WHAT THE TASK ASKS: Nothing in the records may be dropped or altered when you repeat them.

Dataset items
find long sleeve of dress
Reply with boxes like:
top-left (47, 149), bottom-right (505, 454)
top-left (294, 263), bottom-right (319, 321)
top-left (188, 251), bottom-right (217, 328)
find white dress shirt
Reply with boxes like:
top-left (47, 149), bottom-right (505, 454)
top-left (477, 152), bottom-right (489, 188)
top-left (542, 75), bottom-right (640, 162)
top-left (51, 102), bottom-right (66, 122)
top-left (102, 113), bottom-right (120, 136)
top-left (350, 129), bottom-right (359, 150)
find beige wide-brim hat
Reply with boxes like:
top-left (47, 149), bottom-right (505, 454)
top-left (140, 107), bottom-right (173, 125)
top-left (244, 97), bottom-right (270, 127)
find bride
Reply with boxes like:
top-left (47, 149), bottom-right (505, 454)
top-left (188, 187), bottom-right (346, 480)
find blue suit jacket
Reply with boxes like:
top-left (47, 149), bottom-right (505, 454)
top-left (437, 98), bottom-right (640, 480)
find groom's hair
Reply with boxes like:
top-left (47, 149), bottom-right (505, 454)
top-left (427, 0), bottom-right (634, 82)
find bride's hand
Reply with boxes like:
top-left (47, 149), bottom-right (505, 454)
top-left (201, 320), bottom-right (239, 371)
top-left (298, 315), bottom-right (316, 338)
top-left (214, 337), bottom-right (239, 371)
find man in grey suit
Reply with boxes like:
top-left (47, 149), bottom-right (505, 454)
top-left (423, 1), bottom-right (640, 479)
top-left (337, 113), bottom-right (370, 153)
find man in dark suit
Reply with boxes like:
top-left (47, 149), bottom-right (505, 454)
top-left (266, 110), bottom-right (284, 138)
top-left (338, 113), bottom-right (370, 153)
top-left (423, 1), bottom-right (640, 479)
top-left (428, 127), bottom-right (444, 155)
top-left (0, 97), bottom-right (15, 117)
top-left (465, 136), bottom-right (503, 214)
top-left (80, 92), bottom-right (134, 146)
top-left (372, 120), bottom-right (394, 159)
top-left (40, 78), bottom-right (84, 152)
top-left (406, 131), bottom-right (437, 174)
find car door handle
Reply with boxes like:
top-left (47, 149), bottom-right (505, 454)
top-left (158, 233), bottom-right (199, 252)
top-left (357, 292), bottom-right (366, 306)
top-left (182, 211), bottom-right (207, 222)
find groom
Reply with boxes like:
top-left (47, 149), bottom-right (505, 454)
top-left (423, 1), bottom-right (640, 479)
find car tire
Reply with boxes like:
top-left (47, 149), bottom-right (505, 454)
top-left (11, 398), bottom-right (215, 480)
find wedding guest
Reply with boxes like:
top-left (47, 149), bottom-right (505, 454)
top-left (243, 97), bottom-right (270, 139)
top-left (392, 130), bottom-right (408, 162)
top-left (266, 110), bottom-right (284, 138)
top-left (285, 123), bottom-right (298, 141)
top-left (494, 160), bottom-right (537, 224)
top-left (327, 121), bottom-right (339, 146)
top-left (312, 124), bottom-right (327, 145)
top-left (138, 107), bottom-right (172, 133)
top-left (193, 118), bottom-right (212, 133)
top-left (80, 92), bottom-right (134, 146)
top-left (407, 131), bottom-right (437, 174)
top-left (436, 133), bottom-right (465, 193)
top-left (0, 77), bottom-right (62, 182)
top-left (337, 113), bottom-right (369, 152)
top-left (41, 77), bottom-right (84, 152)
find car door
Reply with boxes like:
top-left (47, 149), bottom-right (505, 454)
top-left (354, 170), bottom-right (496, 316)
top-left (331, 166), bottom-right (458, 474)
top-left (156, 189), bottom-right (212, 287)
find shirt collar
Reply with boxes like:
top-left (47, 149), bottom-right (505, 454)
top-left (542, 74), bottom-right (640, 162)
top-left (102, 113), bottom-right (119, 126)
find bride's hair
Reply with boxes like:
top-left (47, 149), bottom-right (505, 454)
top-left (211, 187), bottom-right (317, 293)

SOLVED PROBLEM:
find long sleeve of dress
Reply with boxes like:
top-left (47, 149), bottom-right (505, 454)
top-left (294, 263), bottom-right (319, 321)
top-left (188, 251), bottom-right (217, 328)
find white dress shirt
Reply with boxes like:
top-left (47, 149), bottom-right (505, 454)
top-left (477, 152), bottom-right (489, 188)
top-left (542, 75), bottom-right (640, 162)
top-left (51, 102), bottom-right (66, 122)
top-left (102, 113), bottom-right (120, 136)
top-left (350, 129), bottom-right (359, 150)
find beige wide-brim hat
Reply with boxes like:
top-left (47, 149), bottom-right (505, 454)
top-left (140, 107), bottom-right (173, 125)
top-left (244, 97), bottom-right (270, 127)
find bride
Reply with boxes like:
top-left (47, 149), bottom-right (505, 454)
top-left (188, 187), bottom-right (346, 480)
find blue suit jacket
Reply with boxes like:
top-left (47, 149), bottom-right (505, 454)
top-left (437, 98), bottom-right (640, 480)
find groom's hair
Reply with boxes like:
top-left (47, 149), bottom-right (505, 454)
top-left (427, 0), bottom-right (634, 82)
find bride's hand
Reply with boxes like:
top-left (47, 149), bottom-right (505, 454)
top-left (201, 320), bottom-right (239, 371)
top-left (298, 315), bottom-right (316, 338)
top-left (214, 337), bottom-right (239, 371)
find man in grey suit
Reply with boxes like:
top-left (47, 149), bottom-right (505, 454)
top-left (423, 1), bottom-right (640, 479)
top-left (337, 113), bottom-right (370, 153)
find man in dark suit
Reply with boxes like:
top-left (47, 149), bottom-right (505, 454)
top-left (266, 110), bottom-right (284, 138)
top-left (338, 113), bottom-right (370, 153)
top-left (423, 1), bottom-right (640, 479)
top-left (428, 127), bottom-right (444, 155)
top-left (0, 97), bottom-right (15, 117)
top-left (465, 136), bottom-right (503, 214)
top-left (80, 92), bottom-right (134, 146)
top-left (372, 120), bottom-right (394, 159)
top-left (40, 78), bottom-right (84, 152)
top-left (406, 131), bottom-right (437, 174)
find car door handle
Reply with boxes like:
top-left (47, 149), bottom-right (505, 454)
top-left (158, 233), bottom-right (199, 252)
top-left (357, 292), bottom-right (366, 306)
top-left (182, 211), bottom-right (207, 222)
find groom
Reply with boxes like:
top-left (47, 149), bottom-right (505, 454)
top-left (423, 1), bottom-right (640, 479)
find car tire
Reply with boxes like:
top-left (47, 149), bottom-right (505, 454)
top-left (11, 398), bottom-right (215, 480)
find wedding guest
Reply with boxes like:
top-left (47, 149), bottom-right (505, 454)
top-left (243, 97), bottom-right (270, 139)
top-left (392, 130), bottom-right (408, 162)
top-left (266, 110), bottom-right (284, 138)
top-left (285, 123), bottom-right (298, 141)
top-left (494, 160), bottom-right (537, 224)
top-left (327, 121), bottom-right (339, 146)
top-left (312, 124), bottom-right (327, 145)
top-left (138, 107), bottom-right (172, 133)
top-left (193, 118), bottom-right (212, 133)
top-left (80, 92), bottom-right (134, 146)
top-left (407, 131), bottom-right (437, 174)
top-left (436, 133), bottom-right (465, 193)
top-left (0, 77), bottom-right (62, 182)
top-left (337, 113), bottom-right (369, 152)
top-left (41, 77), bottom-right (84, 152)
find car door
Reply with boxes like:
top-left (47, 149), bottom-right (505, 454)
top-left (354, 170), bottom-right (496, 316)
top-left (331, 166), bottom-right (458, 474)
top-left (156, 189), bottom-right (212, 287)
find shirt collar
Reply with boxes like:
top-left (47, 149), bottom-right (505, 454)
top-left (542, 74), bottom-right (640, 162)
top-left (102, 113), bottom-right (119, 126)
find bride's hair
Reply with boxes like:
top-left (47, 149), bottom-right (505, 454)
top-left (211, 187), bottom-right (317, 293)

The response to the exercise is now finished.